Quoted text ▸
Aussie style Supari—pay to get Killed

 What we need is protection, not tips
The parents and relatives of the Indian students in Australia take out a protest rally in Amritsar on Friday against the recent racist attacks on their

Indian students in Australia make a massive contribution to the Australian economy.

It is estimated that one lakh Indian students are studying in Australia. Most of them pay hefty fees for the courses.

Assuming that each student spends around Rs 20 lakh for a two-year course, including tuition, travel, stay and food — as a conservative estimate — the total comes to Rs 20,000 crore.

That is what they spend. They are thus an important resource for the Australian education system. So, when they are attacked and injured or killed by thugs in public places the least they can expect is proper protection by the system.

Instead, the government of Australia offers tips to Indian students about behaving in public places. It is shameful that the government has not categorically, unequivocally and unambiguously condemned these attacks even after learning that the gangs are celebrating what they call “Indian hunting month”. The racist undertones are apparent, but it is not clear that the authorities are addressing the issue.

The Australian police maintain that these are “opportunistic crimes” — whatever that means. In a crowded running train when thugs were beating up Indian students mercilessly, no one came to help the victims. Another student was beaten up on a crowded railway platform. Again, there was no one to rescue him. It is hard to believe that they would have shown such indifference if one of their own was being so belaboured. Their behaviour makes one suspect a revival of embedded racism in that society.

The sort of treatment Indian students have been subject to should have moved India’s Ministry of External Affairs to call the Australian High Commissioner and give him a mouthful.

Just suppose a single Australian student had been hit in India. Our entire TV and print media would have gone wild about it. They would have had debates about how unsafe India is for foreigners and how much “fascist groups” are growing in Gandhian India, and why the chief minister concerned should be punished, and so on and so forth. There would be national hysteria at least in the electronic media about how Indo-Australian bonds should not be weakened.

Interestingly, the coverage, at least initially, by the Australian print and electronic media was, to say the least, frugal.

Later too, the coverage has been more concerned about the image of Australia as a destination for foreign students rather than the menace of racist thugs in Australia.

The reason is pretty simple. Unlike India, Western (one can include Australia here) nations are concerned about their interest, primarily financial interest, before anything else.

Educational institutions in Australia (as in Britain and the US) are starved of funds and so they go around the world begging for funds in the guise of “educational opportunities” or “educational fairs”. They are encouraged in this by the Indian media in terms of coverage and obeisance.

It is also a sad commentary on our own complexes that we should prefer to graduate from a third-rate foreign university to struggling to get degrees here in India.

Listed records ▸
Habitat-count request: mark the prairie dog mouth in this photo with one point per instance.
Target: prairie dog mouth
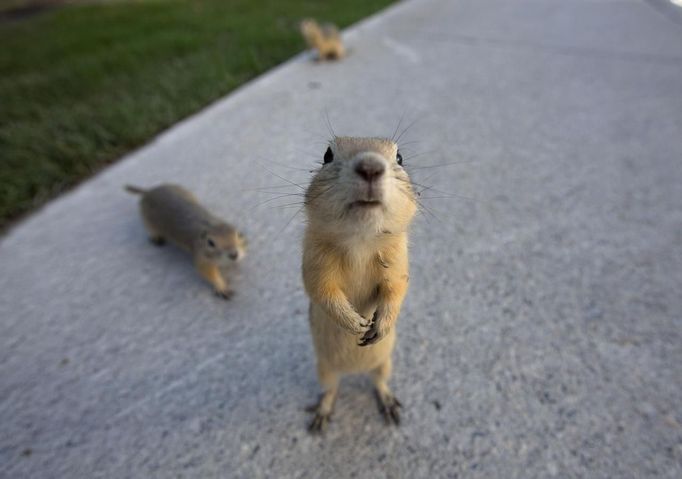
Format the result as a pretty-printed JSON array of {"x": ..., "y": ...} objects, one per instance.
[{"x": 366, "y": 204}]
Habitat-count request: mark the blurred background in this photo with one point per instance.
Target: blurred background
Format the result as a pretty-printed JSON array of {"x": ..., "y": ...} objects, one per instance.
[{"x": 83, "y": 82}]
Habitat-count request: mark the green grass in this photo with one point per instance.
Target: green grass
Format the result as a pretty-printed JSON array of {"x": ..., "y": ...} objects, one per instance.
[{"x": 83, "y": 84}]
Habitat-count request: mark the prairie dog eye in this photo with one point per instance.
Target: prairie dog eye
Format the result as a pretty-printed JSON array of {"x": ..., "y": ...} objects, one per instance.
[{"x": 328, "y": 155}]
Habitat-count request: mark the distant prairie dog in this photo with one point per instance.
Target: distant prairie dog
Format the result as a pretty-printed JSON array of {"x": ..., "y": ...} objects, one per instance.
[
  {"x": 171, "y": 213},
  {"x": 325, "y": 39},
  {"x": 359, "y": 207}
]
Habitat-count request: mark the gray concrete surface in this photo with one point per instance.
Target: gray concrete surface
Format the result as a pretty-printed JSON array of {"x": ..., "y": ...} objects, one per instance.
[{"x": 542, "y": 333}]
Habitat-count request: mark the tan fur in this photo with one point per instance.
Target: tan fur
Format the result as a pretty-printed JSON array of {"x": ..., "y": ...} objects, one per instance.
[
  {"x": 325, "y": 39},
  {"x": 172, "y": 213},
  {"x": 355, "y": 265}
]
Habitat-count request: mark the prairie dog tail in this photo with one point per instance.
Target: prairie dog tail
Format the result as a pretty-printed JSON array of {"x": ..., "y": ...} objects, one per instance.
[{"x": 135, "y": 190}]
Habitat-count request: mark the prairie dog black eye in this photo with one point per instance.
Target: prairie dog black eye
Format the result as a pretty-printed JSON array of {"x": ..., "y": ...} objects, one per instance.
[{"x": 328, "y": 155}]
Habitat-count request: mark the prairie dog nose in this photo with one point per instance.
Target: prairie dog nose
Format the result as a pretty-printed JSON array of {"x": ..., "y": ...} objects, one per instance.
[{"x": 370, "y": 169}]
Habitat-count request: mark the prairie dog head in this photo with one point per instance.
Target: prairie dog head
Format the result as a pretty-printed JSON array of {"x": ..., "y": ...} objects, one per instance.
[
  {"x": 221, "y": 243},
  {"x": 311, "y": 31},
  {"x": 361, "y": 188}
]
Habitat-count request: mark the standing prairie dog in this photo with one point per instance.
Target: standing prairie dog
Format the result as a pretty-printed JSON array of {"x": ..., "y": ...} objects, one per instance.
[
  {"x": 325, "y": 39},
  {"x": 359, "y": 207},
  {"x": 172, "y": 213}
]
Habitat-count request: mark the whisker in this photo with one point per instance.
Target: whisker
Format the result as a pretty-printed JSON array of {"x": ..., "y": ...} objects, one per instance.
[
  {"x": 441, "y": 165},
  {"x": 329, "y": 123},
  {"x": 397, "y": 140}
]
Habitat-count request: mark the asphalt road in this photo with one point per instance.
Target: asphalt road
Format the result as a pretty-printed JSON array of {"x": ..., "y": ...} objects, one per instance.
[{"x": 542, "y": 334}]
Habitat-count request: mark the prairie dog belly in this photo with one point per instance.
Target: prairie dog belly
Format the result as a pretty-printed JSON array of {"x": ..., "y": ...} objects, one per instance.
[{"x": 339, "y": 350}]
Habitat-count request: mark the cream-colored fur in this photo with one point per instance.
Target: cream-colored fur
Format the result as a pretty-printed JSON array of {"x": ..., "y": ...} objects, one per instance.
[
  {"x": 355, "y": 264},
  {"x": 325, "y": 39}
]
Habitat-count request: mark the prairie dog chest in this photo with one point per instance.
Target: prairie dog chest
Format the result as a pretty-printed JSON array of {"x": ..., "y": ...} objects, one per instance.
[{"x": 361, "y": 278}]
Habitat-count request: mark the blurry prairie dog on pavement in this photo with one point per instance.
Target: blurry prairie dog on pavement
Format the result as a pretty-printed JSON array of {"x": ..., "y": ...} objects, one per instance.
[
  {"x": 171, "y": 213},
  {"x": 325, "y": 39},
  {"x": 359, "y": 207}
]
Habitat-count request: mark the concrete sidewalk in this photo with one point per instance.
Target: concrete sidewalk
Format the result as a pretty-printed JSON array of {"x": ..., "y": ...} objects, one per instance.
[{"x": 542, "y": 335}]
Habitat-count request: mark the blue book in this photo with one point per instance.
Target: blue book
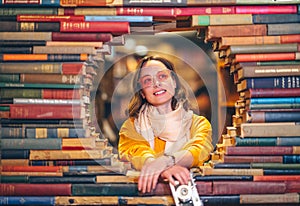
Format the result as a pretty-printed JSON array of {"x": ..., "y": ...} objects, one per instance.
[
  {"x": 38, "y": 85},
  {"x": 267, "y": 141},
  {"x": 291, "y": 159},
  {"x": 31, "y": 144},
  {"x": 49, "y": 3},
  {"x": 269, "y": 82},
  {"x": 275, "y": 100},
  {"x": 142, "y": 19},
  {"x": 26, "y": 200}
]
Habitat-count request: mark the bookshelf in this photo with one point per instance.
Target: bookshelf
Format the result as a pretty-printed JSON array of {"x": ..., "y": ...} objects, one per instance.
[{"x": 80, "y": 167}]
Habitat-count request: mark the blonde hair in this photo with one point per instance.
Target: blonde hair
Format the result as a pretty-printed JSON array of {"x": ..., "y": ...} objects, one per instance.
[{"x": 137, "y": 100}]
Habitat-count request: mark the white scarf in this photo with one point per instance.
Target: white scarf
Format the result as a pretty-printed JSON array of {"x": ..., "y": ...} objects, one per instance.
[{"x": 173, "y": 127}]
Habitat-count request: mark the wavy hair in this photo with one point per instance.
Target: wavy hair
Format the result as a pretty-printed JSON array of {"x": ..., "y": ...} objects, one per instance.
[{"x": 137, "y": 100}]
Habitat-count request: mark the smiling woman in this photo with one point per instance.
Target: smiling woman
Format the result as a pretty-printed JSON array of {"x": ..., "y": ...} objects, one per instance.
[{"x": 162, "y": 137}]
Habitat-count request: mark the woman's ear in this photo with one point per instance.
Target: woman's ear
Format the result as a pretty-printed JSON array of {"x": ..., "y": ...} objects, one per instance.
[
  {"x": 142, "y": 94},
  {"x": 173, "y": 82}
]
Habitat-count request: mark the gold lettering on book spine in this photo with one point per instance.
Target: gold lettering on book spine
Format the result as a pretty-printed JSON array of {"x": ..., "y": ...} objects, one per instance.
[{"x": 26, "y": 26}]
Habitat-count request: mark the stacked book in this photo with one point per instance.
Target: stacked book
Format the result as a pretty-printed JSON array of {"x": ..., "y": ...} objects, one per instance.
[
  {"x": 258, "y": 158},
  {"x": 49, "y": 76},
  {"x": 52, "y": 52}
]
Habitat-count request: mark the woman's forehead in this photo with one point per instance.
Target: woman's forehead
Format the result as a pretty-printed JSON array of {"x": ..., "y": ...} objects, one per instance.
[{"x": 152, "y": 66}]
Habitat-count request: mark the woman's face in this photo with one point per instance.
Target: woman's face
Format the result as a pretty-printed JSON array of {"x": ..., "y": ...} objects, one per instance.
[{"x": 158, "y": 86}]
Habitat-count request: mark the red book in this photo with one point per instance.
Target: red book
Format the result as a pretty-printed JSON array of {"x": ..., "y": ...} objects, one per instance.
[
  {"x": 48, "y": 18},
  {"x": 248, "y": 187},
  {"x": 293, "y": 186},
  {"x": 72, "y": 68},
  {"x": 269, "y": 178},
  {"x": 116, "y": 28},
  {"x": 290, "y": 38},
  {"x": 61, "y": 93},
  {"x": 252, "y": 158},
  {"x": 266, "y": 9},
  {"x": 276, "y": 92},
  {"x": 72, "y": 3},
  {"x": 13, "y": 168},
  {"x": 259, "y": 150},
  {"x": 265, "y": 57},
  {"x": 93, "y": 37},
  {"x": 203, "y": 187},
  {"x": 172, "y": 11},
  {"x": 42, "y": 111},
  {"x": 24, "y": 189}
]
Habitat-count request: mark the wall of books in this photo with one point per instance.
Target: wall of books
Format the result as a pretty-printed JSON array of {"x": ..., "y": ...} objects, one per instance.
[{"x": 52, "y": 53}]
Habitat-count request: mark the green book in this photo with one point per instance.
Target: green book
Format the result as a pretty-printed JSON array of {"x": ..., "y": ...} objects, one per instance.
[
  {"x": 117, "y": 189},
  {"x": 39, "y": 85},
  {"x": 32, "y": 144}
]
---
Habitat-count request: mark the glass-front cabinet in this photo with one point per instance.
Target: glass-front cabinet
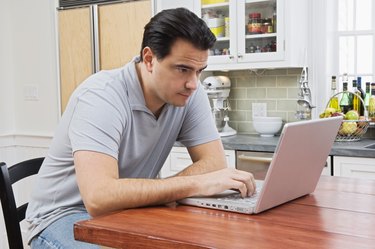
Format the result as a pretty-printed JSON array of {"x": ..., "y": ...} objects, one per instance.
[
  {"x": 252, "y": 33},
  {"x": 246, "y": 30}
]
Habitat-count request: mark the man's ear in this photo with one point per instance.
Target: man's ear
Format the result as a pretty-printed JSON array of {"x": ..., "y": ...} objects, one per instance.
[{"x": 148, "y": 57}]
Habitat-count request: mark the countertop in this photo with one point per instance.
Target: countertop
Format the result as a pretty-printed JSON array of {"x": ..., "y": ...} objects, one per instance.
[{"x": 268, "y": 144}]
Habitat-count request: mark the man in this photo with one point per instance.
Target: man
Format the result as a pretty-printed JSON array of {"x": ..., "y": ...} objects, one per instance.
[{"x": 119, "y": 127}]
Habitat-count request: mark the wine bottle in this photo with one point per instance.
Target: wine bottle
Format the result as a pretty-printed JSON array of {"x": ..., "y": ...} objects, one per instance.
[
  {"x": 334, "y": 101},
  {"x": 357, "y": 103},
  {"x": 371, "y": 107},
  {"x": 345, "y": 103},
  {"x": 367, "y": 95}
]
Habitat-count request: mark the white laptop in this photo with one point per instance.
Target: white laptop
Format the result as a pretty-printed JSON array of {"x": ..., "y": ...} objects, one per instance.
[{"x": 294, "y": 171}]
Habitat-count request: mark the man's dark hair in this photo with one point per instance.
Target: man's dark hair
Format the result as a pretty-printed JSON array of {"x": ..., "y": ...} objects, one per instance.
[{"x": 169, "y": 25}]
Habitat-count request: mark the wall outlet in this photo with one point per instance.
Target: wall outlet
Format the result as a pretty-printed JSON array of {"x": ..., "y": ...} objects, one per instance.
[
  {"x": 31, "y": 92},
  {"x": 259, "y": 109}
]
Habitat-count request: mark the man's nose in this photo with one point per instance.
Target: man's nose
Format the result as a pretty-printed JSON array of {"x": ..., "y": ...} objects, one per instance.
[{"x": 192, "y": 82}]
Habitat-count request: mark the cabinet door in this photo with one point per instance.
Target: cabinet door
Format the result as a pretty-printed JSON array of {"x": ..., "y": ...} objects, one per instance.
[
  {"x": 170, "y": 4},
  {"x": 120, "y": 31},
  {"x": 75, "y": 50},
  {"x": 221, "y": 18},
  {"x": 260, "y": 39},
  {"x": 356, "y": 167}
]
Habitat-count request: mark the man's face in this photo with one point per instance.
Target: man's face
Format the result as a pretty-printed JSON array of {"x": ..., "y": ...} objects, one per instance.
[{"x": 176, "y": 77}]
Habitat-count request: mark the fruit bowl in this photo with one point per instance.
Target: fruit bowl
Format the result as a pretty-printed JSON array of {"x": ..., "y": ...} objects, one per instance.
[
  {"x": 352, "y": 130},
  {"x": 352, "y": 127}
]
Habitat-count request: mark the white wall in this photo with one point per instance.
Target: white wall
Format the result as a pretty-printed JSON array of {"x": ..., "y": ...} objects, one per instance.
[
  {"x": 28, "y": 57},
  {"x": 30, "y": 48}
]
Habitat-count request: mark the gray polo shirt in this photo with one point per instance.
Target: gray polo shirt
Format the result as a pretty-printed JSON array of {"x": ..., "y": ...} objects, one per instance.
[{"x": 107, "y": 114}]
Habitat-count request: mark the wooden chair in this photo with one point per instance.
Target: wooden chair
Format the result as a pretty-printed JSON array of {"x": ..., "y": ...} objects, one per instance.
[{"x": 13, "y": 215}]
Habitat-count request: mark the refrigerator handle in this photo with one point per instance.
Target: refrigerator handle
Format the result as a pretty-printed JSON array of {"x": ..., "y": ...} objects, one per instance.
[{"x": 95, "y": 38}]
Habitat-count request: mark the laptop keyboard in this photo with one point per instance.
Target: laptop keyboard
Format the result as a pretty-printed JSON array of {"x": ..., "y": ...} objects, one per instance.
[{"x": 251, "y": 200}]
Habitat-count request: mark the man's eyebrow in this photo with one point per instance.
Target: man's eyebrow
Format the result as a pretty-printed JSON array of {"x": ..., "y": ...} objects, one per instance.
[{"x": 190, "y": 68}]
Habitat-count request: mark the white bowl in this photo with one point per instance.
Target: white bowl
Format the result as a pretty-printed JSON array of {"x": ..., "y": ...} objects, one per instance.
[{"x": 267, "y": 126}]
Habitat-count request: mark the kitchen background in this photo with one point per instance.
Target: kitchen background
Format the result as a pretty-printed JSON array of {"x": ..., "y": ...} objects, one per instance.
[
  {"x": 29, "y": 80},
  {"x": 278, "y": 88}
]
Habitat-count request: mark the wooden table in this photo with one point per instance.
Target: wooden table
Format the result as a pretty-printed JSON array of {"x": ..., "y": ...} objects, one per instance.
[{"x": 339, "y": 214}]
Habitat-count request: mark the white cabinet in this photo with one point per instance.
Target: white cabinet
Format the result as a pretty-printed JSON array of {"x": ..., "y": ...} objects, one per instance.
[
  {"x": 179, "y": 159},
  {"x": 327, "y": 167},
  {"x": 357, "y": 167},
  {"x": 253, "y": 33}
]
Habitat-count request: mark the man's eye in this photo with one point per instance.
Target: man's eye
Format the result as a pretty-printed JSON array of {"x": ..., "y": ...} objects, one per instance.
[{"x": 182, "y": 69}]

Prompt A ▸
According to the opinion piece on attacks against Indian students in Australia, how many Indian students are estimated to be studying in Australia?
Prompt B ▸
In the opinion piece on attacks against Indian students in Australia, reproduce the passage that begins at the words "Just suppose a" and stops after "not be weakened.", swapping "debates" for "discussions".
Prompt C ▸
Write the next part of the opinion piece on attacks against Indian students in Australia, picking up where it stops.

Expected answer A ▸
About one lakh Indian students are estimated to be studying in Australia.

Expected answer B ▸
Just suppose a single Australian student had been hit in India. Our entire TV and print media would have gone wild about it. They would have had discussions about how unsafe India is for foreigners and how much “fascist groups” are growing in Gandhian India, and why the chief minister concerned should be punished, and so on and so forth. There would be national hysteria at least in the electronic media about how Indo-Australian bonds should not be weakened.

Expected answer C ▸
The problem, however, is more deep-rooted.

Why do students go to these universities to study? Part of the responsibility lies with our system.

Many of our universities favour casteism and there seems to be little concern for quality education. The appointment of many vice chancellors is based on considerations other than professional. The government still controls higher education and its hold is getting stronger. Another major attraction of foreign universities is that there is no concept of failure once you pay the requisite fees. And a foreign degree, whatever the quality of the institution, is respected.

The only way out is for the government to throw open the entire spectrum of higher education to the private sector and create a SEBI-type monitor to ensure transparency and accuracy of information. Every institution under its purview should be required to provide information on faculty, facilities, course content, previous year’s placement, etc. The key is transparency as the present process of approvals is full of corruption and nepotism.

The amount of Rs 20,000 crore spent by Indians on education in Australia is but one part of the story. If we add all other countries, the figure could be Rs 1 lakh-crore spent on foreign education. It is a standing irony that domestic institutions should be starved of funds in the midst of this plenty. To top it all, the government last year in an obscene gesture provided more than Rs 100-crore to Cambridge and Harvard — to the former to celebrate Nehru entering its portals and to the latter to study India.

It is suggested that education is a state subject. Then why have a ministry of HRD at the central level? In any case, the very idea of government babus directing higher education is not a feasible proposition in the 21st century. The new HRD minister should try to make his job redundant since that would be a measure of his efficiency.

It has always been suggested that the government should focus on primary education and leave higher education in private hands. That would be like asking quacks to treat babies while qualified surgeons take care of the elderly. The better idea is the voucher system if the government wants to help the needy — wherein students can choose the institutions in which they want to learn. That will weed out the “shops” masquerading as educational institutions.

The idea of government in education is as dangerous as government in business. Let the government be a facilitator and arms-length-distance regulator.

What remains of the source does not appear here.